#### GIVEN REQUEST A
Collect every line in the entries below that contains the word "green", and reproduce each such line in full.

RuPaul’s Drag Race All Stars has brought one of its most embattled seasons to an appropriately controversial conclusion. This season has been rife with drama onscreen and off that has made championing the show come with several asterisks and addendums. The show has dug itself into a hole of too many twists, an overestimation of its need for drama to excite us, and a mounting disinterest in the art of drag itself. And yet it remains one of the biggest platforms to showcase the glorious breadth of the queer experience, blessed with an audience that demands it approaches its own shortcomings.
And this week’s finale brought a twist that may have broken the fandom’s resolve in how much they can accept: the final four would be whittled down to 2 by a deciding vote of a jury of the eliminated queens. Once again, subjectivity became the season’s foremost battleground and unsurprisingly this makes for frustrating television when a competition is involved. How would a consensus shake out when every queen has already shown a different perspective on what makes a competitor worthy of the crown?

#### EXERCISE INPUT
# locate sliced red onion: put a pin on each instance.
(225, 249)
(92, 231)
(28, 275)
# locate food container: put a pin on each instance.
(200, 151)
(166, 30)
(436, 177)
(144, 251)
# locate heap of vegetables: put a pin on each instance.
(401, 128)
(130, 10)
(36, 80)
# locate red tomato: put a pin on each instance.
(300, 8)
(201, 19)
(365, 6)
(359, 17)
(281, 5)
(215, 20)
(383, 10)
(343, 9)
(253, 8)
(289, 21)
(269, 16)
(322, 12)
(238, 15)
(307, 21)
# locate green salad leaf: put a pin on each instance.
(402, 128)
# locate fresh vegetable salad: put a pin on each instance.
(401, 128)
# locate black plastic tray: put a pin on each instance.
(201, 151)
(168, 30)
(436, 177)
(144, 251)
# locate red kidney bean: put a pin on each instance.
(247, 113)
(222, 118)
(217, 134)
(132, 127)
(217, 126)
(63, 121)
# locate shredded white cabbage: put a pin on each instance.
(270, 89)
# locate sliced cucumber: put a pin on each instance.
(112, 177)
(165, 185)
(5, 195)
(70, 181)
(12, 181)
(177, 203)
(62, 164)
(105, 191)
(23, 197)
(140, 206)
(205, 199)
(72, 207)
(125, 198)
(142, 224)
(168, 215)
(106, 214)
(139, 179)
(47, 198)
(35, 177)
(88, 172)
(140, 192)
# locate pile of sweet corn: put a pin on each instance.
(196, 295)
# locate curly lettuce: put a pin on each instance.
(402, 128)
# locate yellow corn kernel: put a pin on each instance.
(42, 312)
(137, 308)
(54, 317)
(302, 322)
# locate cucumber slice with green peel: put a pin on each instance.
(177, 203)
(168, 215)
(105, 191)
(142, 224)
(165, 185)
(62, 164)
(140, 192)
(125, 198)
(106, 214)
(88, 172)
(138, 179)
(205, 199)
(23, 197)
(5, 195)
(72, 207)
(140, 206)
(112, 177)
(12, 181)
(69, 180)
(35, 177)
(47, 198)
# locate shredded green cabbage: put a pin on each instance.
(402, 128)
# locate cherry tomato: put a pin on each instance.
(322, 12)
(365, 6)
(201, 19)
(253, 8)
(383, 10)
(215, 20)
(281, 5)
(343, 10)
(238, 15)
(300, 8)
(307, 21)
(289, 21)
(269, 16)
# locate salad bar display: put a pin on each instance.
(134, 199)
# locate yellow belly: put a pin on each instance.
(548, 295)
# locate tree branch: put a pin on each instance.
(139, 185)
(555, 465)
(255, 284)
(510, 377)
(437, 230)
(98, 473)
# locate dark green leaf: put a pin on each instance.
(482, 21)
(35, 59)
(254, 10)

#### GIVEN REQUEST B
According to the article above on RuPaul's Drag Race All Stars, who cast the deciding vote that reduced the final four to two in the finale?

#### EXPECTED OUTPUT A
# locate green salad leaf: put a pin on each instance.
# locate cucumber slice with green peel: put a pin on each instance.
# locate shredded green cabbage: put a pin on each instance.
# locate dark green leaf: put a pin on each instance.

#### EXPECTED OUTPUT B
A jury of the eliminated queens.